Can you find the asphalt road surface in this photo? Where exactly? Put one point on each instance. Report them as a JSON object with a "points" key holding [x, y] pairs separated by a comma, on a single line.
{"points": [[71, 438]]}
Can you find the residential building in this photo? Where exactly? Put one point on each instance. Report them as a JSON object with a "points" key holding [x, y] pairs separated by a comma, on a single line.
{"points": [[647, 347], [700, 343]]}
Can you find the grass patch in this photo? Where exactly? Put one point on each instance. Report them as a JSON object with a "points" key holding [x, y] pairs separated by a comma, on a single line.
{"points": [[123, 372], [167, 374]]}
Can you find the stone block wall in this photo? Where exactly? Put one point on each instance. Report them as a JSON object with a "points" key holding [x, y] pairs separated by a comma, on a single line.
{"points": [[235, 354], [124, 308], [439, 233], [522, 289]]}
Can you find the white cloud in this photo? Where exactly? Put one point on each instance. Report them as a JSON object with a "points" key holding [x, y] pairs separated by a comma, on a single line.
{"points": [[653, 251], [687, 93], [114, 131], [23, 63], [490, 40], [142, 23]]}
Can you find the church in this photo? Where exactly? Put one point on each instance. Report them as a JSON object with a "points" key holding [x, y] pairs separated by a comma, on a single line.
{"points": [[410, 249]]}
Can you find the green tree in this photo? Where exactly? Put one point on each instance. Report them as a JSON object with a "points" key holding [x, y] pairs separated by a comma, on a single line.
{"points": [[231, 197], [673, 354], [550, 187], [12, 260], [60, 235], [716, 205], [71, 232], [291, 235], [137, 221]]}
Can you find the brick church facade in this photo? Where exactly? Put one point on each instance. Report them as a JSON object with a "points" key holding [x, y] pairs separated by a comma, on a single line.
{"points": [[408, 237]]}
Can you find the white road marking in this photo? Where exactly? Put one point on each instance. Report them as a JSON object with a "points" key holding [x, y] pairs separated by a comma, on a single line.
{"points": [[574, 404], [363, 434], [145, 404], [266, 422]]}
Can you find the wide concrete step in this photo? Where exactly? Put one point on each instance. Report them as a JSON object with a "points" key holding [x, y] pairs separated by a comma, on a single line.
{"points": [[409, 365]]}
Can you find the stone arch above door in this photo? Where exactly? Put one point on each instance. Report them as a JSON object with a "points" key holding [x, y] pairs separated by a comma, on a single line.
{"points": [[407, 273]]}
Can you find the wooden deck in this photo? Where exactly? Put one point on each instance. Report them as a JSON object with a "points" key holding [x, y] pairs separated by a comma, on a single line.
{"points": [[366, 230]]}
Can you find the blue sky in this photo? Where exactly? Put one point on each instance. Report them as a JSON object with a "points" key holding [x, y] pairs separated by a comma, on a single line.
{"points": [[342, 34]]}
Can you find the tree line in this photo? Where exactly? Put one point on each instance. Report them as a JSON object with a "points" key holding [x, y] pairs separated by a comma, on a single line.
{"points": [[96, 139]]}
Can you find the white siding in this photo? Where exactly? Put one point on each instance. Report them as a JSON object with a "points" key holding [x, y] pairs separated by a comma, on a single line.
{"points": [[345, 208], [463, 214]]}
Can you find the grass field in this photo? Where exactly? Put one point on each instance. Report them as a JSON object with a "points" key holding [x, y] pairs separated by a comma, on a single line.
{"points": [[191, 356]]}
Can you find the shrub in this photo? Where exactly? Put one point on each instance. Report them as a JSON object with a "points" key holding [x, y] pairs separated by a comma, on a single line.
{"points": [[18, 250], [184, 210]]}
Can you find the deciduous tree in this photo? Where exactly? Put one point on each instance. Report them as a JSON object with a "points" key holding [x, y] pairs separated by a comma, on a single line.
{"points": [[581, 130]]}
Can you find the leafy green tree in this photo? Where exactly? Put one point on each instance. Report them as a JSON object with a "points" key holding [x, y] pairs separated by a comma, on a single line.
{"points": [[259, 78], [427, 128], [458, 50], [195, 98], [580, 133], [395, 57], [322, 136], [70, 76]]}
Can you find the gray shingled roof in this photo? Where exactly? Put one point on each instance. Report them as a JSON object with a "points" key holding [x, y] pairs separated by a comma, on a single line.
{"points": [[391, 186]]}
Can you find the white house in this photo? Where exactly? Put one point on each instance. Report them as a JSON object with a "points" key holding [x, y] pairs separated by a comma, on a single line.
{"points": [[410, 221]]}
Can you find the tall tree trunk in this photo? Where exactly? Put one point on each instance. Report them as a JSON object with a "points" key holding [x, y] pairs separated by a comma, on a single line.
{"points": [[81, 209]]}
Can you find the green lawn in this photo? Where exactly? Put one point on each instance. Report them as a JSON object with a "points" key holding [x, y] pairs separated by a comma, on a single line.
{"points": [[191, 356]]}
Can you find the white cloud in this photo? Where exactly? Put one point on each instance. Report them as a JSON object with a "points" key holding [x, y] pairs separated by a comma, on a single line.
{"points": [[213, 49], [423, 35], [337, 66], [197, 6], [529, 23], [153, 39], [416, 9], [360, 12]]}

---

* Task objective
Put every line of the listing above into a Markdown table with the columns Row and Line. Number the rows and leave out blank lines.

* Solution to this exercise
| Row | Line |
|---|---|
| 1 | Can you find the asphalt road surface in this photo? Where exactly? Put one point on each instance. Report them as a JSON object with a "points" key holding [x, y] pairs separated by a comma, on a single line. |
| 2 | {"points": [[71, 438]]} |
| 3 | Can you find the residential building in this photo? Where exactly? Put one point on each instance. Report them as a JSON object with a "points" key holding [x, y] pairs separated by a comma, on a single line. |
| 4 | {"points": [[647, 347], [700, 343]]} |
| 5 | Can you find the grass patch in this photo? Where exactly? Put one point on each instance. Report them as a JSON object with a "points" key holding [x, y] pairs separated by a comma, on a single line. |
| 6 | {"points": [[123, 372], [167, 374]]} |
| 7 | Can you find the stone block wall in this photo? Where exactly? Put one point on each instance. Report them as a JSON object with a "points" key holding [x, y] pairs separated by a comma, on a single line. |
| 8 | {"points": [[235, 354], [124, 308], [439, 233], [522, 289]]} |
| 9 | Can you find the white cloud in this photo? Where exactly? Put one point on each instance. Report them as a JSON object with a "points" key holding [x, y] pairs separated by a comma, on a single line. |
| 10 | {"points": [[653, 251], [687, 93], [114, 131], [23, 63], [490, 40], [142, 23]]} |
| 11 | Can you find the church in this photo? Where exactly? Put one point on each instance. Report them as a JSON object with a "points" key holding [x, y] pairs separated by a comma, on a single line. |
| 12 | {"points": [[410, 249]]} |
| 13 | Can you find the green tree in this photo? Where exactly? Put one point on each instance. Report them as a JSON object with a "points" key holding [x, y] pairs separated by a comma, on a single line. |
| 14 | {"points": [[231, 197], [673, 354], [550, 187], [12, 260], [60, 235], [716, 205], [71, 232], [291, 235], [137, 221]]} |
| 15 | Can you find the brick church facade in this photo? Where exactly? Put one point on each instance. Report them as a JSON object with a "points" key holding [x, y] pairs separated by a comma, on a single line. |
| 16 | {"points": [[408, 237]]} |
| 17 | Can you find the white road marking in this photo? Where exactly? Put one point on each instance. Report them as a JSON object with a "points" key holding [x, y] pairs separated by a comma, on a single line. |
| 18 | {"points": [[574, 404], [363, 434], [145, 404], [266, 422]]} |
| 19 | Can you find the wide concrete step in this photo? Where exactly? Put one point on each instance. Report them as a JSON object with a "points" key holding [x, y] pairs separated by a comma, on a single line. |
| 20 | {"points": [[409, 365]]} |
| 21 | Can you find the stone arch above door in this photo? Where exactly? Put one point on each instance. Report them as a JSON object with a "points" key holding [x, y] pairs separated by a comma, on a single line. |
| 22 | {"points": [[407, 273]]} |
| 23 | Can you find the wooden deck in this photo? Where exactly? Put one point on each instance. Report them as a JSON object with a "points" key holding [x, y] pairs separated by a comma, on a single line. |
| 24 | {"points": [[366, 230]]} |
| 25 | Can you find the blue sky in this photo? Where exactly? Put one point on each instance. Report them as a JSON object with a "points" key holding [x, y] pairs separated by a comma, on a single line. |
| 26 | {"points": [[342, 34]]} |
| 27 | Can you find the tree line in this photo? Where exactly? Put one point on each instance. Report them as a JSON object with a "points" key holding [x, y] pairs separated by a comma, on a single line. |
| 28 | {"points": [[96, 139]]} |
| 29 | Can you find the white siding in this photo? Where exactly? Put one point on each instance. Report them as a JSON object with a "points" key holding [x, y] pairs separated by a comma, on a single line. |
| 30 | {"points": [[345, 208], [463, 214]]} |
| 31 | Can you find the grass field in this photo? Where exactly? Put one point on each instance. Report them as a JSON object with a "points" key holding [x, y] pairs separated by a comma, on a single line. |
| 32 | {"points": [[191, 356]]} |
| 33 | Can you find the shrub in this photo? Where exactly? Put one point on each instance. Report them as a JSON object with a "points" key holding [x, y] pairs separated by a comma, on a single line. |
| 34 | {"points": [[18, 250], [184, 210]]} |
| 35 | Can you find the deciduous tree in this photo? Where exactly? Put one point on each instance. Report them as a JSON object with a "points" key holding [x, y] pairs separated by a comma, on a single line. |
| 36 | {"points": [[581, 130]]} |
| 37 | Can you find the leafy green tree in this photo? Where exactly? Put one point on each instance. Report them as a JSON object with a "points" key holding [x, y] pairs separated by a comma, on a single line. |
| 38 | {"points": [[259, 78], [427, 128], [458, 50], [195, 98], [580, 133], [395, 57], [322, 136], [70, 76]]} |
| 39 | Can you find the gray shingled roof in this photo? Where exactly? Put one point on each instance. Report them as a JSON object with a "points" key holding [x, y] pairs separated by a comma, on a single line. |
| 40 | {"points": [[391, 186]]} |
| 41 | Can you find the white house in this photo? Where exactly? Put one point on each instance. Report them as a JSON object with a "points" key holding [x, y] pairs separated by a comma, on a single line. |
| 42 | {"points": [[410, 221]]} |
| 43 | Can you find the tall tree trunk in this photo? Where exactly? Put one point on each instance. Report them as a JSON object with a "points" key holding [x, y] pairs separated by a comma, on a single line. |
| 44 | {"points": [[81, 209]]} |
| 45 | Can you find the green lawn in this photo? Where exactly? Put one point on each instance. Report them as a JSON object with a "points" key holding [x, y] pairs separated by a comma, on a single line. |
| 46 | {"points": [[191, 356]]} |
| 47 | Can you find the white cloud in this photo? Where exactly? Put one point on each instance. Report them as a JSON object with a "points" key holding [x, y] pairs separated by a comma, on a single line. |
| 48 | {"points": [[213, 49], [423, 35], [337, 66], [197, 6], [529, 23], [153, 39], [416, 9], [360, 12]]} |